■ GIVEN TASK: Format the material below as a Markdown table with the columns Row and Line. Number each line in order and leave out any blank lines.

■ ENTRIES SHOWN:
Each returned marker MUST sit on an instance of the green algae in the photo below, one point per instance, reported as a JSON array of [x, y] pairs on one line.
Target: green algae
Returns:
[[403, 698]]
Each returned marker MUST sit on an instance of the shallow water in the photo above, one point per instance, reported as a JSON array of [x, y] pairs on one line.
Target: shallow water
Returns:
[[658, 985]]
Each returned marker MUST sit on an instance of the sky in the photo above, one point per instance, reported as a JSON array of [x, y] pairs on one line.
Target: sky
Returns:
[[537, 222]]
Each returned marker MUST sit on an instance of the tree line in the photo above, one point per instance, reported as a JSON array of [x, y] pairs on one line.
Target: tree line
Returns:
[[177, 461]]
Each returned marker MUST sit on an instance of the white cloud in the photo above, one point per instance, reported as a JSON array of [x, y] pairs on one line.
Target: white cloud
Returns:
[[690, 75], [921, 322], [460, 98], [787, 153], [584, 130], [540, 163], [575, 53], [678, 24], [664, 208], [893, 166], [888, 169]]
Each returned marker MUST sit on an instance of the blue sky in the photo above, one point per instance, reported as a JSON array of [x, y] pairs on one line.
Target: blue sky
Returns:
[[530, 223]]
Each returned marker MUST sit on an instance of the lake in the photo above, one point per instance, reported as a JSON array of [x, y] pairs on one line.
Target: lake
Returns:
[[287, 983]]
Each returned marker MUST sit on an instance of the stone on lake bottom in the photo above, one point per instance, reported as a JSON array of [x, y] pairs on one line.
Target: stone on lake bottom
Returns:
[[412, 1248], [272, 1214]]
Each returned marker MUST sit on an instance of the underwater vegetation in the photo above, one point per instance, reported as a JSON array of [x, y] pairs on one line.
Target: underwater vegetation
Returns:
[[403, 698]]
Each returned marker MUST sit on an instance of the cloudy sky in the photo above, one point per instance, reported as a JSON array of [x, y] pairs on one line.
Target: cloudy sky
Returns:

■ TASK SOLUTION:
| Row | Line |
|---|---|
| 1 | Each returned marker MUST sit on an instance of the green algae in the photo below, one point per instance, reported as a JSON array of [x, y] pairs on one line. |
| 2 | Target: green algae |
| 3 | Returns: |
| 4 | [[403, 698]] |
| 5 | Each returned marker MUST sit on an instance of the shallow water in the photo above, one point per instance, reported as a JSON array of [x, y] pairs on one line. |
| 6 | Target: shallow water |
| 7 | Returns: |
| 8 | [[658, 985]] |
| 9 | Each returned marker MUST sit on an instance of the sky in the photo above, one point per instance, reported as a JSON array of [x, y] pairs on one line. |
| 10 | Target: sky |
| 11 | Returns: |
| 12 | [[537, 222]] |
| 13 | Each returned marker MUST sit on an instance of the tree line in the photo above, one point per instance, reported as a JSON array of [x, y] pairs on one line. |
| 14 | Target: tree line |
| 15 | Returns: |
| 16 | [[177, 461]] |
| 17 | Each returned marker MUST sit on an instance of the white cloud in the photo above, one point per instance, reported as a JSON array of [x, y] pairs on one line. |
| 18 | Target: white cloud |
| 19 | Returns: |
| 20 | [[690, 75], [921, 322], [460, 98], [787, 153], [584, 130], [540, 163], [575, 53], [678, 24], [664, 208], [893, 166], [888, 169]] |
| 21 | Each returned marker MUST sit on an instance of the blue sky in the photo above, one point per instance, reported as a JSON array of [x, y] pairs on one line. |
| 22 | Target: blue sky |
| 23 | Returns: |
| 24 | [[530, 223]] |
| 25 | Each returned marker MUST sit on an instance of the lake in the photo above, one point per instance, reported as a JSON array of [x, y] pairs on one line. |
| 26 | Target: lake |
| 27 | Returns: |
| 28 | [[287, 983]] |
| 29 | Each returned marker MUST sit on an instance of the stone on lake bottom in the photo above, one point per instance, reported as a JSON array of [x, y] pairs on one line. |
| 30 | Target: stone on lake bottom |
| 31 | Returns: |
| 32 | [[412, 1248], [272, 1214]] |
| 33 | Each returned marker MUST sit on an instance of the underwater vegetation in the photo above, one point per instance, reported as a JSON array of [x, y] pairs on one line. |
| 34 | Target: underwater vegetation |
| 35 | Returns: |
| 36 | [[403, 698]] |
| 37 | Each returned marker MUST sit on an instance of the cloudy sky in the photo above, one point per instance, reported as a JSON array of [x, y] pairs on one line. |
| 38 | Target: cloudy sky |
| 39 | Returns: |